• [Problem to work on]: Starting at the line that contains "Each instance of the noseband" and continuing through the last of the rows below, reproduce every line, requests included. Multiply each x and y coordinate in the answers by 1.8 and round to whole numbers, halves up, leaving the requests and their sample points unchanged.

• [Record extracts]:
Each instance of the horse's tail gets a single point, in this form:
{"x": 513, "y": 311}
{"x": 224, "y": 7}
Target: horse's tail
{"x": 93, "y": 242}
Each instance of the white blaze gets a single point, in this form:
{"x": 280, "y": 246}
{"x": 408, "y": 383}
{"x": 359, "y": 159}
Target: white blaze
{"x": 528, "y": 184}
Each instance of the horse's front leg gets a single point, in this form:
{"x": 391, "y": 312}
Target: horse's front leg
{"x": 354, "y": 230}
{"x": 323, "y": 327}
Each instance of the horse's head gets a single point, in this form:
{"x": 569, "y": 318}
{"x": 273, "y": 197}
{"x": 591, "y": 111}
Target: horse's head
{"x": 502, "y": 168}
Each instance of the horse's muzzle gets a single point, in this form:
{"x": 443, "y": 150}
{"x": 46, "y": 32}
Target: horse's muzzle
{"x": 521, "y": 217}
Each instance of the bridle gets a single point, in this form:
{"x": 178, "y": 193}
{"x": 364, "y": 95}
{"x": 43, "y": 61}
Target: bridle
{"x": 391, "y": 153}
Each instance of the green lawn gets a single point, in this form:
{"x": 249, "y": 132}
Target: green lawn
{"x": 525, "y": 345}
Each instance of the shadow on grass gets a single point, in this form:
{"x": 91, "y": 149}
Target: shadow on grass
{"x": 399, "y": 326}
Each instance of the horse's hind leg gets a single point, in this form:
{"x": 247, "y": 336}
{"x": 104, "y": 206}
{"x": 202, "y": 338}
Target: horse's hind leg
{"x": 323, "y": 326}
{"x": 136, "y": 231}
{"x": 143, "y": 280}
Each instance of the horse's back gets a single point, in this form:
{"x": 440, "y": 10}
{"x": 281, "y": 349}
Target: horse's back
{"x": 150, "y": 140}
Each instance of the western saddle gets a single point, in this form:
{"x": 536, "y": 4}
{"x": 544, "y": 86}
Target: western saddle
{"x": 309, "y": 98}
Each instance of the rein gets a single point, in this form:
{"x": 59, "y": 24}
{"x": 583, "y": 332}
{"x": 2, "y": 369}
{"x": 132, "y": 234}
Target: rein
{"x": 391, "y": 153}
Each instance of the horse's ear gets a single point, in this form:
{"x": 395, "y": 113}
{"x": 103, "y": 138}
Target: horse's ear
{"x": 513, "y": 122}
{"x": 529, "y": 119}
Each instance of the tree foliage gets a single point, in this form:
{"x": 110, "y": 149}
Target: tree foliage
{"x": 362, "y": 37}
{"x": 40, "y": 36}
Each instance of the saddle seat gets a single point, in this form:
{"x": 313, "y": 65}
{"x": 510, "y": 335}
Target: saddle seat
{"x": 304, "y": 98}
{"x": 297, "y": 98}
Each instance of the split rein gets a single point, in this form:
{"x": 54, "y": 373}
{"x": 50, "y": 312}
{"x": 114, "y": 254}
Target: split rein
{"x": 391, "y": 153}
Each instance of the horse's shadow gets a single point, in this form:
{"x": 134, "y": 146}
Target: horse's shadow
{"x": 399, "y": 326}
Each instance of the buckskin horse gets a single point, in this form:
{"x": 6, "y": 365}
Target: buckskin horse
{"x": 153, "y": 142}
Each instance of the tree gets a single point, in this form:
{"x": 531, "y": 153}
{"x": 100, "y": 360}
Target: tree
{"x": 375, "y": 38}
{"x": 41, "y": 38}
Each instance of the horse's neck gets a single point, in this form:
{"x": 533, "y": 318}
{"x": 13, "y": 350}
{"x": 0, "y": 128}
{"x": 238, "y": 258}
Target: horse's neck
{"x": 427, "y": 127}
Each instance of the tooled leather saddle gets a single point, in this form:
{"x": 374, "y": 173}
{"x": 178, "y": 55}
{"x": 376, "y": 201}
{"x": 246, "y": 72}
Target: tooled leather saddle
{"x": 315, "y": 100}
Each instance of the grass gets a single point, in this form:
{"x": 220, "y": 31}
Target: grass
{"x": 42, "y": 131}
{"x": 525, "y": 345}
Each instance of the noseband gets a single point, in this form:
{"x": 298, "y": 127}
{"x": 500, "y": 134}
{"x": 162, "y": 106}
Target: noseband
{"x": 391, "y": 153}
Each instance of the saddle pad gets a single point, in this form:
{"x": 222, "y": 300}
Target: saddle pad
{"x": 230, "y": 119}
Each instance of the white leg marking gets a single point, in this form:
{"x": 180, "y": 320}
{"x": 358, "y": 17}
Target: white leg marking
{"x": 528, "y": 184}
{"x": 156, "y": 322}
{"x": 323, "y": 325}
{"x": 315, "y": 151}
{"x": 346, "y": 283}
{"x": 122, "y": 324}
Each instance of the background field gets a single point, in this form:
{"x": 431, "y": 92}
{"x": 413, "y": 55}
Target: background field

• [Written solution]:
Each instance of the noseband gets a single point, in this form:
{"x": 298, "y": 127}
{"x": 500, "y": 134}
{"x": 162, "y": 106}
Target: noseband
{"x": 704, "y": 275}
Each instance of the saddle pad gets a single point, in this form:
{"x": 222, "y": 300}
Target: saddle pad
{"x": 414, "y": 214}
Each instance of the white leg marking gets a single point, in this form:
{"x": 180, "y": 320}
{"x": 358, "y": 17}
Target: white leg marking
{"x": 950, "y": 331}
{"x": 281, "y": 580}
{"x": 581, "y": 585}
{"x": 567, "y": 272}
{"x": 623, "y": 509}
{"x": 220, "y": 583}
Each instance of the background field gets a single point, in this form:
{"x": 431, "y": 92}
{"x": 413, "y": 55}
Target: background field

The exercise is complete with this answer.